Reproduce every one of the records below verbatim, preserving each character and line break without alteration.
——————————
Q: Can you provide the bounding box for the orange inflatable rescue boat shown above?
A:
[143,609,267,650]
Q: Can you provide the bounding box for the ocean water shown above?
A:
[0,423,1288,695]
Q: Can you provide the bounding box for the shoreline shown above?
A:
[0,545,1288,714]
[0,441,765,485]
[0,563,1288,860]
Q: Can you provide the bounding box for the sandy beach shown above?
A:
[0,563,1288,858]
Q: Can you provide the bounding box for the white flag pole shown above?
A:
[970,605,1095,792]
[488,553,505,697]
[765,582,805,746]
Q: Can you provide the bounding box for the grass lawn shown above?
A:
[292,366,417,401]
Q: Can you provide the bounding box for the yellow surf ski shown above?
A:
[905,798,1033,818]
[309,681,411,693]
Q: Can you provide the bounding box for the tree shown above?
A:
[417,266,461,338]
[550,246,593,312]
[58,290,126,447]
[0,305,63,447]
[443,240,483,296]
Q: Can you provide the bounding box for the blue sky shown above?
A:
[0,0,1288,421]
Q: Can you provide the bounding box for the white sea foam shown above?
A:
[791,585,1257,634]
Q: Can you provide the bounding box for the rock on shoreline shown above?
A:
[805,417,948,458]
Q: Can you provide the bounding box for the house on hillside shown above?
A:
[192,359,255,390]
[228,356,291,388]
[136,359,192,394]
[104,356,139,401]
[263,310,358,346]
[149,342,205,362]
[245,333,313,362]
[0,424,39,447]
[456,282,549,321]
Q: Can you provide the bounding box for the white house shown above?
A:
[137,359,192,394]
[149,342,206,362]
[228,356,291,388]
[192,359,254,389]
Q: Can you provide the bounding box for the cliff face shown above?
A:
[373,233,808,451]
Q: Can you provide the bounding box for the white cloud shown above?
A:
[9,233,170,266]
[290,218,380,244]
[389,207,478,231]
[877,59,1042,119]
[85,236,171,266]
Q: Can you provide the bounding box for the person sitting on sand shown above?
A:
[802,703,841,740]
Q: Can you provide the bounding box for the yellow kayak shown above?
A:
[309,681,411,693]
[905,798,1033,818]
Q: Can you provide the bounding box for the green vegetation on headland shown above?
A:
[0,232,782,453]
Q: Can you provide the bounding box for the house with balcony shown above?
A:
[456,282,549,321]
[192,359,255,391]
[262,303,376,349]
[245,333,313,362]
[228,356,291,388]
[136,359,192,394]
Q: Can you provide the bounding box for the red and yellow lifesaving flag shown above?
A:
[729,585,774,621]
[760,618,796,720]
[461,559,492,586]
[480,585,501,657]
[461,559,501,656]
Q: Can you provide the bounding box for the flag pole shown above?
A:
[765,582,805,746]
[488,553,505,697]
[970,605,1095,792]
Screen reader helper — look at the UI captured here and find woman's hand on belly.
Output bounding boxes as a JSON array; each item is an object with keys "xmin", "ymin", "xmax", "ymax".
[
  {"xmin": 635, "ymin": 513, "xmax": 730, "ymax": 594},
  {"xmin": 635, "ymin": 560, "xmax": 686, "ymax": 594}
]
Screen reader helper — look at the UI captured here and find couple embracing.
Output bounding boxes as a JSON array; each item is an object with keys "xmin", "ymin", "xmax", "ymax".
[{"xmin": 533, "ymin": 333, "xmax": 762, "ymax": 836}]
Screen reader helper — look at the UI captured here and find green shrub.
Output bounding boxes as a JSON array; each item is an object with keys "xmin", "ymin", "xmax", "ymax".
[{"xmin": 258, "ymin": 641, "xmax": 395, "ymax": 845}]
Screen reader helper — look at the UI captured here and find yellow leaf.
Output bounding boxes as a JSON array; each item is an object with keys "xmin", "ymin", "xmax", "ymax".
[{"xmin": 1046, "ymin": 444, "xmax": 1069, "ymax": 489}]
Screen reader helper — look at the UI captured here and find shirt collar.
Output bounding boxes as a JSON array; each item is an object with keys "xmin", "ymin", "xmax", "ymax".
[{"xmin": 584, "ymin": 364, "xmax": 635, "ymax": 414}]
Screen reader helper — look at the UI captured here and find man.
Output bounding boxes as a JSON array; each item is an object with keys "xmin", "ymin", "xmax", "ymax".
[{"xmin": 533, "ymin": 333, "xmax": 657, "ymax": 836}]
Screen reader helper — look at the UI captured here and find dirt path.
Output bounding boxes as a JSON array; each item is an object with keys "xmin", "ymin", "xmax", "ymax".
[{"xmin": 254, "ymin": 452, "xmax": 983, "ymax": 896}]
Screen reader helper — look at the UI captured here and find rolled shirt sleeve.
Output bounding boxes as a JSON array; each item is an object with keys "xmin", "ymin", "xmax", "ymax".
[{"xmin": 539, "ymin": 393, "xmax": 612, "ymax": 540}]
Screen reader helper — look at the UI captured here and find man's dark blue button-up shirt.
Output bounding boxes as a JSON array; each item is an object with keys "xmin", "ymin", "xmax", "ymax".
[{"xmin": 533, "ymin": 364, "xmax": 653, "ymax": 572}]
——————————
> Solution for this task:
Q: Can you provide the bounding box for the orange inflatable rescue boat shown above?
A:
[143,609,267,650]
Q: Can you provide the bounding box for the ocean water shown above?
A:
[0,423,1288,695]
Q: Can you provide the bounding box for the shoreline shown above?
A:
[0,545,1288,714]
[0,441,765,485]
[0,563,1288,860]
Q: Can you provide the bounding box for the sandy beach shown above?
A:
[0,563,1288,858]
Q: Can you provide the bounding box for the white flag pole shown above?
A:
[970,605,1095,792]
[488,553,505,697]
[765,582,805,746]
Q: Can you provide the bounding box for the grass lawn shown above?
A:
[292,366,417,401]
Q: Can you provide the bounding box for the yellow surf ski shown above?
A:
[905,798,1033,818]
[309,681,411,693]
Q: Can you provide the bounding box for the tree shown above?
A:
[417,266,461,338]
[550,246,593,312]
[58,290,126,447]
[0,305,63,447]
[443,240,483,296]
Q: Can you provide the bounding box for the blue sky shown above?
A:
[0,0,1288,421]
Q: Can you provide the bounding box for the white sea foam shown above?
A:
[791,585,1257,634]
Q: Can you provide the bounding box for the rock on shoreline shown above?
A:
[805,417,948,458]
Q: Can you provide the bounding box for the house on hillside shown above?
A:
[192,359,255,390]
[228,356,291,388]
[136,359,192,394]
[104,356,139,401]
[263,310,358,346]
[149,342,205,362]
[245,333,313,362]
[0,424,39,447]
[456,282,549,321]
Q: Can you provide the bounding box for the white house shown above?
A:
[137,359,192,394]
[149,342,206,362]
[228,356,291,388]
[192,359,254,389]
Q: Can you provide the bounding box for the cliff face shown above?
A:
[373,233,808,451]
Q: Can you provide the bounding box for the white cloud shown above?
A:
[9,233,170,266]
[290,218,380,244]
[389,207,478,231]
[877,59,1042,119]
[85,236,171,266]
Q: Can you provide the bounding box for the person sitting on sand shown above?
A:
[802,703,841,740]
Q: Can you provide the bounding box for the yellow kayak shown above?
A:
[309,681,411,693]
[905,798,1033,818]
Q: Can you provide the bounding box for the green vegetation on headland shown above?
A:
[0,232,782,453]
Q: Can you provide the bounding box for the house with balcony shown above?
A:
[456,282,549,321]
[192,359,255,391]
[262,303,376,349]
[245,333,313,362]
[228,356,291,388]
[136,359,192,394]
Q: Can you provide the bounding box for the red and yellow lifesaving flag shown above?
A:
[729,585,774,621]
[760,618,796,720]
[461,559,492,586]
[480,585,501,657]
[461,559,501,656]
Q: Can you provide the bounding box for the flag pole shown above?
A:
[765,582,805,746]
[488,553,505,697]
[970,605,1095,792]
Screen reader helper — look at the UI captured here and find woman's hand on belly.
Output bounding boxes as a JSON array; each item is an object with keys "xmin", "ymin", "xmax", "ymax".
[
  {"xmin": 635, "ymin": 513, "xmax": 730, "ymax": 594},
  {"xmin": 635, "ymin": 560, "xmax": 686, "ymax": 594}
]
Screen reader helper — look at the UI captured here and find couple embracing.
Output bounding boxes as a JSON array; each item is an object with keys "xmin", "ymin", "xmax", "ymax".
[{"xmin": 533, "ymin": 333, "xmax": 762, "ymax": 836}]
Screen reader helper — look at the UI captured here and find green shrub.
Output bounding boxes as a JSON array; each item is an object with keys "xmin", "ymin", "xmax", "ymax".
[{"xmin": 258, "ymin": 641, "xmax": 395, "ymax": 845}]
Screen reader helper — look at the UI captured here and find yellow leaf.
Output bounding boxes as a JSON array; each item is an object with keys "xmin", "ymin", "xmax", "ymax".
[{"xmin": 1046, "ymin": 444, "xmax": 1069, "ymax": 489}]
Screen reader helper — look at the UI captured here and find shirt collar.
Output bounding boxes as a JSON array; each item is an object with keys "xmin", "ymin", "xmax", "ymax".
[{"xmin": 584, "ymin": 364, "xmax": 635, "ymax": 414}]
Screen reader helper — look at the UI captured here and find man.
Output bounding boxes as a JSON array; each item is an object with keys "xmin", "ymin", "xmax", "ymax".
[{"xmin": 533, "ymin": 333, "xmax": 657, "ymax": 836}]
Screen reader helper — look at the UI captured here and find dirt path.
Output bounding boxes as a JSON array; each item is an object with keys "xmin", "ymin", "xmax", "ymax".
[{"xmin": 254, "ymin": 452, "xmax": 983, "ymax": 896}]
Screen reader helper — look at the UI captured here and find rolled shirt sleeve.
Output bounding boxes as a JSON array; each item is an object with keys "xmin", "ymin", "xmax", "ymax".
[{"xmin": 539, "ymin": 393, "xmax": 612, "ymax": 540}]
Screen reader helper — look at the UI captured here and find man's dark blue button-up shirt.
Output bounding boxes as a JSON array; each item is an object with keys "xmin", "ymin", "xmax", "ymax".
[{"xmin": 533, "ymin": 364, "xmax": 653, "ymax": 572}]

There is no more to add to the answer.